Arrange every line of the listing below as a Markdown table with two columns, Row and Line, numbering the rows in order and leaving out any blank lines.

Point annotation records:
◇ ◇ ◇ ◇

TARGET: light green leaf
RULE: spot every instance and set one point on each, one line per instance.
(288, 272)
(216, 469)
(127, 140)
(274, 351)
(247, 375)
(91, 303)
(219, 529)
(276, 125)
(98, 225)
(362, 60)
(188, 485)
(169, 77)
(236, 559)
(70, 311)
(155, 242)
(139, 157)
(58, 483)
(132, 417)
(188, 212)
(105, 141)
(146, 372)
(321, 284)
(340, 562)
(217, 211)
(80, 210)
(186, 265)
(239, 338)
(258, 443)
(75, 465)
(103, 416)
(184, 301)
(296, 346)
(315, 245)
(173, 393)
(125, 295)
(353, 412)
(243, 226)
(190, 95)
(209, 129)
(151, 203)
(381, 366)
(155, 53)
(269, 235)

◇ ◇ ◇ ◇

_TASK OUTPUT:_
| Row | Line |
|---|---|
| 1 | TARGET: light green leaf |
| 2 | RULE: spot every instance and set one point on each, one line per instance. |
| 3 | (288, 272) |
| 4 | (216, 469) |
| 5 | (127, 140) |
| 6 | (274, 351) |
| 7 | (247, 375) |
| 8 | (91, 303) |
| 9 | (219, 529) |
| 10 | (276, 125) |
| 11 | (98, 225) |
| 12 | (362, 60) |
| 13 | (188, 485) |
| 14 | (169, 77) |
| 15 | (236, 559) |
| 16 | (70, 311) |
| 17 | (155, 242) |
| 18 | (139, 157) |
| 19 | (58, 483) |
| 20 | (132, 417) |
| 21 | (188, 212) |
| 22 | (105, 141) |
| 23 | (146, 372) |
| 24 | (321, 284) |
| 25 | (340, 562) |
| 26 | (217, 211) |
| 27 | (80, 210) |
| 28 | (186, 265) |
| 29 | (239, 338) |
| 30 | (258, 443) |
| 31 | (75, 465) |
| 32 | (103, 416) |
| 33 | (184, 301) |
| 34 | (296, 346) |
| 35 | (315, 245) |
| 36 | (173, 393) |
| 37 | (125, 295) |
| 38 | (353, 412) |
| 39 | (243, 226) |
| 40 | (190, 95) |
| 41 | (209, 129) |
| 42 | (151, 203) |
| 43 | (381, 366) |
| 44 | (155, 53) |
| 45 | (269, 235) |